■ **Required action**
Render everything from the start of the listing below down to and including the line containing "box: [338, 365, 401, 423]" as a JSON list of strings. Use one string per line and omit any blank lines.

■ **Supplied records**
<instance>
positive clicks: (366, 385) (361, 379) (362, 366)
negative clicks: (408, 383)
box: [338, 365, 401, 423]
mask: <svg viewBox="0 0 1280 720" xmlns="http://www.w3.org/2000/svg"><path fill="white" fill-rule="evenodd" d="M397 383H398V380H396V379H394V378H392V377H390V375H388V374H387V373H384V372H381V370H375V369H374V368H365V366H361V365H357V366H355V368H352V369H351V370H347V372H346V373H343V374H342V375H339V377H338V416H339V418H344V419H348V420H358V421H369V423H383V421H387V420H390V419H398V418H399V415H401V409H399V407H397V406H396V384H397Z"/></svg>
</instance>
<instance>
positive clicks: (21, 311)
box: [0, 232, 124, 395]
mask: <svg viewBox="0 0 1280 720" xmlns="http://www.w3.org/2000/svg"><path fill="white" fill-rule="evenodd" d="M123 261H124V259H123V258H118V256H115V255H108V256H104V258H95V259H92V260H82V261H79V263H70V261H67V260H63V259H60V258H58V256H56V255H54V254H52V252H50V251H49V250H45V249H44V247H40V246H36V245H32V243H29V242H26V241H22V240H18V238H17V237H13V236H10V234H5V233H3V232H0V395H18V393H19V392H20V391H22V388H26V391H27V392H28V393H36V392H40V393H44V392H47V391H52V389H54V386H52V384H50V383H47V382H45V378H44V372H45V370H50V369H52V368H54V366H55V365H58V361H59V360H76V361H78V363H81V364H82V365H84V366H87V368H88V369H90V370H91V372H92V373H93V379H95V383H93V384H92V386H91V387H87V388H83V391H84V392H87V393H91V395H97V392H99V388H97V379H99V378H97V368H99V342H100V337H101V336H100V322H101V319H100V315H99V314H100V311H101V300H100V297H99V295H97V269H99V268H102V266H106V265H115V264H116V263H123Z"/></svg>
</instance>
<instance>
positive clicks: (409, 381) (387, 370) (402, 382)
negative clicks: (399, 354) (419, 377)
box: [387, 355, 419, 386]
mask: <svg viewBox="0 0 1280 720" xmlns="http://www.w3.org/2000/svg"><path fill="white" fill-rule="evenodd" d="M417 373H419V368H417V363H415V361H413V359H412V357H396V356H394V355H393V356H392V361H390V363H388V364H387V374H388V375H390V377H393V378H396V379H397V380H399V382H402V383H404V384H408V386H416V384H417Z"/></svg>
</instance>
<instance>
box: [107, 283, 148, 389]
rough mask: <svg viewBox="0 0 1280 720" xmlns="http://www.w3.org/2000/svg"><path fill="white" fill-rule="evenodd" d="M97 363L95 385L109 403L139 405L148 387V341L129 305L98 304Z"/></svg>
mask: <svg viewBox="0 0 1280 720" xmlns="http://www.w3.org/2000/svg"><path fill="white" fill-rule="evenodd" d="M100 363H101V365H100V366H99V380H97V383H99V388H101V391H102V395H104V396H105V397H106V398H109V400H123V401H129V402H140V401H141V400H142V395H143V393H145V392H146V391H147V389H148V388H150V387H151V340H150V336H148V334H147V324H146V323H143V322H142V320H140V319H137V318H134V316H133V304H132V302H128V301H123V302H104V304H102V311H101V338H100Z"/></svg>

■ **Answer below**
[
  "<instance>",
  "positive clicks: (366, 385) (361, 379) (362, 366)",
  "negative clicks: (408, 383)",
  "box: [338, 365, 401, 423]"
]